▶ **Aim 1**:
Can you copy word for word the stretch of the records from the line containing "the photo below." through the line containing "Target: shoreline"?

▶ **Provided passage**:

The son of a former Major Leaguer with the same name, Andruw Jones (2022, Suwanee, Ga.) is a star outfielder at his age as well. Jones made one of the most unbelievable throws one will see by a 15-year-old baseball player in this game. Jones ranged to his left from his center field position throwing off of his back foot in a rather deep part of the outfield, wound up and fired a perfect strike to third base while beating the base runner by three steps. The throw was perfectly placed with lots of strength behind it and left everyone in attendance pretty amazed. At the plate, the uncommitted rising sophomore has a unique and upright stance with a longer stride into contact and plenty of bat speed. Jones has great plate discipline for his young age and hits the baseball with intent with every swing. Jones collected a single in this contest going the other way with the pitch and getting the barrel to it. Jones already has an incredible track record of hitting at Perfect Game events and the 16U WWBA is no different as he is batting .600 through six games.



Eric Silva (2021, Laguna Beach, Calif.) made waiting around for the 9:45 time slot well worth it as the primary shortstop showed extremely impressive stuff on the mound. The UCLA commit was absolutely dominant from start to finish. The righthander struck out the first four batters he faced with a fastball that sat 89-91 mph early on and a slider with really tight spin given that he is still an underclassman. The breaking ball was the out pitch as it froze hitters and provided swing-and-misses as the pitch spun between the 2400 and 2500 RPM range. Silva can really spin the fastball on top of that with it showing on Trackman a spin rate around 2400 RPM as well. Silva pounded the strike zone working to all four quadrants to tally up 11 punchouts and only one walk and one hit allowed in a complete seven-inning shutout. Silva was really a treat to watch as he did all this on only 69 pitches as well, which is truly remarkable.

▶ **Records shown**:
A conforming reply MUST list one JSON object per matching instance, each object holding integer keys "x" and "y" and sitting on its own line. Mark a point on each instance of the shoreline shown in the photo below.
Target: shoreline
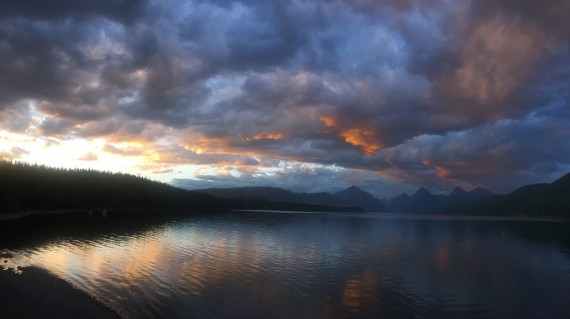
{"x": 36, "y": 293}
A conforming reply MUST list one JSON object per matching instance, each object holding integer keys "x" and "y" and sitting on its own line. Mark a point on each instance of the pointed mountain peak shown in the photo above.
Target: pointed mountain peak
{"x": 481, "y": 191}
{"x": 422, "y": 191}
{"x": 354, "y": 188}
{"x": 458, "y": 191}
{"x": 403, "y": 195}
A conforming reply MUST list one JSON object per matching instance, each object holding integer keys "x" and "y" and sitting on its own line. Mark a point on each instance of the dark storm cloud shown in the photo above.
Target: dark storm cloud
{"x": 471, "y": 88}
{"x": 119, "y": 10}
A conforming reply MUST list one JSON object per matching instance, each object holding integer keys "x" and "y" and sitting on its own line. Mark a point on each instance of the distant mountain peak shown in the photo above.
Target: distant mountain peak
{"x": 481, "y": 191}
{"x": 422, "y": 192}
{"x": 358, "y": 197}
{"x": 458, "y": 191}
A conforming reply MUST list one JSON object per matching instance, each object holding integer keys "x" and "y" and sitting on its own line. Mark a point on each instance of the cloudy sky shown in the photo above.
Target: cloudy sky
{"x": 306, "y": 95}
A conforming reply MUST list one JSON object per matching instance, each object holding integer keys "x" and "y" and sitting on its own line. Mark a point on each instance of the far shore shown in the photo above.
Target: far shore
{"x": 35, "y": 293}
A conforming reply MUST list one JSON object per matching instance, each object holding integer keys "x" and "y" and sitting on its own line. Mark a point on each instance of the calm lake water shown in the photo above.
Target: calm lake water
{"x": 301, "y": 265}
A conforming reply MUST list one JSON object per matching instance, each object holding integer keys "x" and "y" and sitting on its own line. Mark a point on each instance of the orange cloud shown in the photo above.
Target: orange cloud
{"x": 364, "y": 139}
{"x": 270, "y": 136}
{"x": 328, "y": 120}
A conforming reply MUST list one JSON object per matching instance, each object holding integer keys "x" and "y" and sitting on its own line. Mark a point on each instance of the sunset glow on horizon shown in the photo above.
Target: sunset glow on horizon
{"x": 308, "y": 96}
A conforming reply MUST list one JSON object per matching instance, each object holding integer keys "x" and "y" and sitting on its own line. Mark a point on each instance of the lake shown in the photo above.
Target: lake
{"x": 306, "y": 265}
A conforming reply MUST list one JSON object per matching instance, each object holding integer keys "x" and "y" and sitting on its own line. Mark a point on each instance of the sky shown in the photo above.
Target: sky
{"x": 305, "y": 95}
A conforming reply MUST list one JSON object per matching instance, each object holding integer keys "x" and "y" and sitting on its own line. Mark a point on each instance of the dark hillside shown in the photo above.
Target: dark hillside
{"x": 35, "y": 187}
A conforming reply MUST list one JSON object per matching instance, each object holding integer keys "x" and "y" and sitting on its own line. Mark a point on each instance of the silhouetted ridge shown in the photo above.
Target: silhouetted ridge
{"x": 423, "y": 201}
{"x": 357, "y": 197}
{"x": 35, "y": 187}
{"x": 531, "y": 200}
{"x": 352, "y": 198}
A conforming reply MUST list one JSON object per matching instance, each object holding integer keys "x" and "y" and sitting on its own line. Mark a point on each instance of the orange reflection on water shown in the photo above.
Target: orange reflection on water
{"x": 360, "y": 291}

* * *

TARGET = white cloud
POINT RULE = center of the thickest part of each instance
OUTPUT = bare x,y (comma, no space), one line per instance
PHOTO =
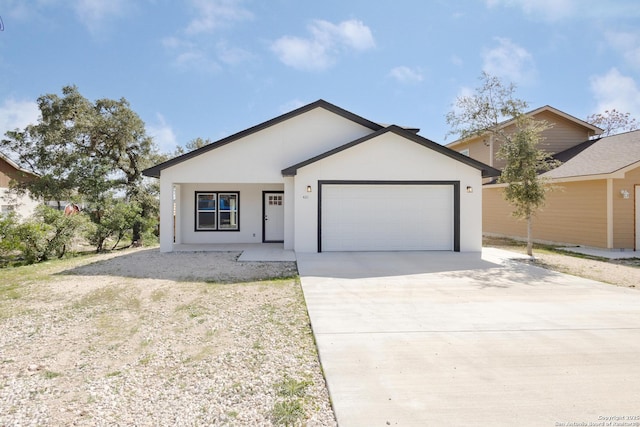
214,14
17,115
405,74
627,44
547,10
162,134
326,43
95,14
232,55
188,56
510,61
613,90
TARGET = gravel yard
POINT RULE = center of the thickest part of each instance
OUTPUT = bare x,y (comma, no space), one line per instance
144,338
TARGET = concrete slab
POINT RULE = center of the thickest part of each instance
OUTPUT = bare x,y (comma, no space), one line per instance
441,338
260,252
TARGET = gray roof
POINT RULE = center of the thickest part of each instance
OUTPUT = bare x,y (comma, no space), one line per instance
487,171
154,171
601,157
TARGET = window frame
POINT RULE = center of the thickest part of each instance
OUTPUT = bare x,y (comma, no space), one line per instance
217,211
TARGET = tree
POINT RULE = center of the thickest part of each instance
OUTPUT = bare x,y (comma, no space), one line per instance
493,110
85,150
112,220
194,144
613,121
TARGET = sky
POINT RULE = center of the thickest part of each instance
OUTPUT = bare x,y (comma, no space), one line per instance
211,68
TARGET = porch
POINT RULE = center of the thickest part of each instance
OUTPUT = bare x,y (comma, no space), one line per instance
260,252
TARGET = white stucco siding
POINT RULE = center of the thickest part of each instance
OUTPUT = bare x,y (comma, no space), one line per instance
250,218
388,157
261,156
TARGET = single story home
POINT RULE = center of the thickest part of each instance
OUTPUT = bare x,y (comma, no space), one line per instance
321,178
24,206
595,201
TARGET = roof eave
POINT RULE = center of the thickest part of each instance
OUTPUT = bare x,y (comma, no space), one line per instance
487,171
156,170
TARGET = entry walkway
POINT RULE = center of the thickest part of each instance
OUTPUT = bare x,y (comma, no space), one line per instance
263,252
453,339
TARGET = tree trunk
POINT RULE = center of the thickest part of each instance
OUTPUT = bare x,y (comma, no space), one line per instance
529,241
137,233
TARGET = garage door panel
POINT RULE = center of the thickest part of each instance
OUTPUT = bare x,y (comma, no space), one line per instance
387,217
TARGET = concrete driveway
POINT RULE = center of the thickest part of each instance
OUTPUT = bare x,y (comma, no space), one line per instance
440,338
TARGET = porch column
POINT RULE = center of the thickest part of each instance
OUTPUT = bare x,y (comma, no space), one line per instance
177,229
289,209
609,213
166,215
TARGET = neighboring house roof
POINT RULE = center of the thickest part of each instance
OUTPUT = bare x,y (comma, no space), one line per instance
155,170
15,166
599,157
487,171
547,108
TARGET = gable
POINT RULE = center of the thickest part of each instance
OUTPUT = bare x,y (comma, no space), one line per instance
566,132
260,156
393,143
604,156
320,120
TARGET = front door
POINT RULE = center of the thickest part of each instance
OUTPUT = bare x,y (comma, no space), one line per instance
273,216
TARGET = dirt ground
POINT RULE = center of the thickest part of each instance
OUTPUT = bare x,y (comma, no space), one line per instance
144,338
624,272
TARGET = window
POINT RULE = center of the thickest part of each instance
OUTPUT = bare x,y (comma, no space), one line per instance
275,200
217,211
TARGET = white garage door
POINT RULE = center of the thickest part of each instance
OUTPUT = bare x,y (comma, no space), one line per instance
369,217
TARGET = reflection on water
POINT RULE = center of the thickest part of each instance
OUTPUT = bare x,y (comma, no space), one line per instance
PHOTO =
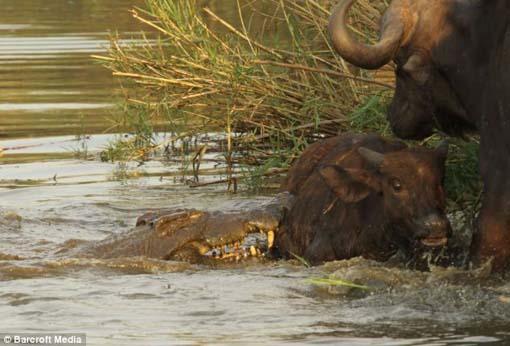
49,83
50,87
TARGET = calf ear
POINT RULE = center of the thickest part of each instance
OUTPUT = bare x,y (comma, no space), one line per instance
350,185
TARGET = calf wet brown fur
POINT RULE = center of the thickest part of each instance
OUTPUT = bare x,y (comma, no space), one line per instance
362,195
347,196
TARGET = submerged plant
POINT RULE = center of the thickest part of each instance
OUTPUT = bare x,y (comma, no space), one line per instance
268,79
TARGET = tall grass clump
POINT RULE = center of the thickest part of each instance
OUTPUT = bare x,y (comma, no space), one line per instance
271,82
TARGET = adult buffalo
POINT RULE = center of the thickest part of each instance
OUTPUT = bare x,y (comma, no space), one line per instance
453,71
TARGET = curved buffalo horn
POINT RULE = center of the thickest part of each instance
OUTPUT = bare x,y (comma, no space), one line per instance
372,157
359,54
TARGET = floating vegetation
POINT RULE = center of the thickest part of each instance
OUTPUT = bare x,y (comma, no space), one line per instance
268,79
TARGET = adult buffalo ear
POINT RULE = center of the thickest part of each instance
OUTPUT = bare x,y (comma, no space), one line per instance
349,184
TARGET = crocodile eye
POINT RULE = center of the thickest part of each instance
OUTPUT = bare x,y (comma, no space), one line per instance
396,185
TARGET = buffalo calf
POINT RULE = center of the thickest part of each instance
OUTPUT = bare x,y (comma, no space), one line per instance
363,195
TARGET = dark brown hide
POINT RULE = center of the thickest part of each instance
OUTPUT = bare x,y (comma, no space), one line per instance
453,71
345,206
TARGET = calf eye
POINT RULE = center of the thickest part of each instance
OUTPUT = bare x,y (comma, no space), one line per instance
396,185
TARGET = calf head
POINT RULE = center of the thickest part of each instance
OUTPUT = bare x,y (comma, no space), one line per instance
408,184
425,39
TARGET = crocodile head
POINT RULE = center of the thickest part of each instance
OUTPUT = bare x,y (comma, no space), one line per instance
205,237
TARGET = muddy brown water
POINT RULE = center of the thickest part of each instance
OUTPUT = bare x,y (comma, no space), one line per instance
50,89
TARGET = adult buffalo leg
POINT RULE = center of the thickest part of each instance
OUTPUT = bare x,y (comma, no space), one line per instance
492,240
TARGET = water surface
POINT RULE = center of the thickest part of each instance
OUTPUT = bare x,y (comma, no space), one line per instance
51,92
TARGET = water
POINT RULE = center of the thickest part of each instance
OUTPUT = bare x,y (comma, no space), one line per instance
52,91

---

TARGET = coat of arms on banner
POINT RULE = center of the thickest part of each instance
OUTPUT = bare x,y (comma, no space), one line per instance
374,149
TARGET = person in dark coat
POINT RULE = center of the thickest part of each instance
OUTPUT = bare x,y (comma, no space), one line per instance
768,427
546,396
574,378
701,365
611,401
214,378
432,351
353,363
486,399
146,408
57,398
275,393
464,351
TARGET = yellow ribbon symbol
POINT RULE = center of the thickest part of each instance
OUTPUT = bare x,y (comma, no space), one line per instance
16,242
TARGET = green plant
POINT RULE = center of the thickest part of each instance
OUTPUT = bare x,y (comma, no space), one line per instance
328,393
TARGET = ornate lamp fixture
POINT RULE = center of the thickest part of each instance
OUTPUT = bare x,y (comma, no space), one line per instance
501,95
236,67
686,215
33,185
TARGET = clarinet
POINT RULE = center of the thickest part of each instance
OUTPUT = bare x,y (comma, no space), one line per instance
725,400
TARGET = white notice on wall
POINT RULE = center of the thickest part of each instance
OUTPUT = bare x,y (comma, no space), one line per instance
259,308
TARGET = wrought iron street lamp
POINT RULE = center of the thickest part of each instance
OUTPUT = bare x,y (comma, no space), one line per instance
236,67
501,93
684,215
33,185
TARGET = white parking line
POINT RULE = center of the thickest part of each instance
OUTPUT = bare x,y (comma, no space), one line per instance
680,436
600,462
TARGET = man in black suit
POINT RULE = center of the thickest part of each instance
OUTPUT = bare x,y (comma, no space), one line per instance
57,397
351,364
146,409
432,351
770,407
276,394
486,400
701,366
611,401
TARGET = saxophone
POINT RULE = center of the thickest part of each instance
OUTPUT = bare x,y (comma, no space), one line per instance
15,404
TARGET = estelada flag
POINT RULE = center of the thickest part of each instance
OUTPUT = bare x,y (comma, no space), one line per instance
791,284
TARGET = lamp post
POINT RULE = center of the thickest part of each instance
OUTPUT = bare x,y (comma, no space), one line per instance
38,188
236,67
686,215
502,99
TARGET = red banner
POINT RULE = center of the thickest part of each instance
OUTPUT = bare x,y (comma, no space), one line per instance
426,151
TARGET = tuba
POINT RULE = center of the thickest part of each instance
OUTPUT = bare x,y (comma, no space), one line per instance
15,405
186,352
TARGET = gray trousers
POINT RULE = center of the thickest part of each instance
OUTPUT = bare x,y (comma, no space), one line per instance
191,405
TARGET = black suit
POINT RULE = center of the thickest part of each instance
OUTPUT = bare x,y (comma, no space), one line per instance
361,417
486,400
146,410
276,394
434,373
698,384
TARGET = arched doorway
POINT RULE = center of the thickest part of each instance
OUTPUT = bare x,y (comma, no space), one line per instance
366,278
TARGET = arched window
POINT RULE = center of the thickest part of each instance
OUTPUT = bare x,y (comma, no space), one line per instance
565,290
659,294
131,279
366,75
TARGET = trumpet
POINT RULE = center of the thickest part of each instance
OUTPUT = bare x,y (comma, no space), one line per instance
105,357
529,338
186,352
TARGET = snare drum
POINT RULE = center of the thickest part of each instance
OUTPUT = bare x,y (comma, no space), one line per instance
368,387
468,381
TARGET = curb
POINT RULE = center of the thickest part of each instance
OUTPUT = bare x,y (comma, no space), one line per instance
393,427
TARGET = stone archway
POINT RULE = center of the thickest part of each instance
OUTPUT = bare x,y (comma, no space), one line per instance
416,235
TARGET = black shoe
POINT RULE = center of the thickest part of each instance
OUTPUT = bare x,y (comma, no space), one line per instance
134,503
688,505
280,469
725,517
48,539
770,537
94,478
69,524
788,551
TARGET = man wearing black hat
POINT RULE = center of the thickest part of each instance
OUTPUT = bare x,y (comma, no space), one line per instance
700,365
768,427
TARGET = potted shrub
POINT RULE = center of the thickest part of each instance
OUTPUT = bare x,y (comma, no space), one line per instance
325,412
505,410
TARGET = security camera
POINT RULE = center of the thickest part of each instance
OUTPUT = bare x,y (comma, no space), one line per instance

▶ **Aim 2**:
Leaving aside pitch velocity and spin rate, which figures in the scouting report describe the results of Silva's outing on the mound?

▶ **Task response 1**:
A conforming reply MUST list one JSON object per matching instance, each object holding integer keys "x" and "y" and sitting on its own line. Mark a point on each instance of the shoreline shown in the photo below.
Target: shoreline

▶ **Task response 2**:
- Struck out the first four batters he faced
- 11 strikeouts
- One walk
- One hit allowed
- A complete seven-inning shutout
- 69 pitches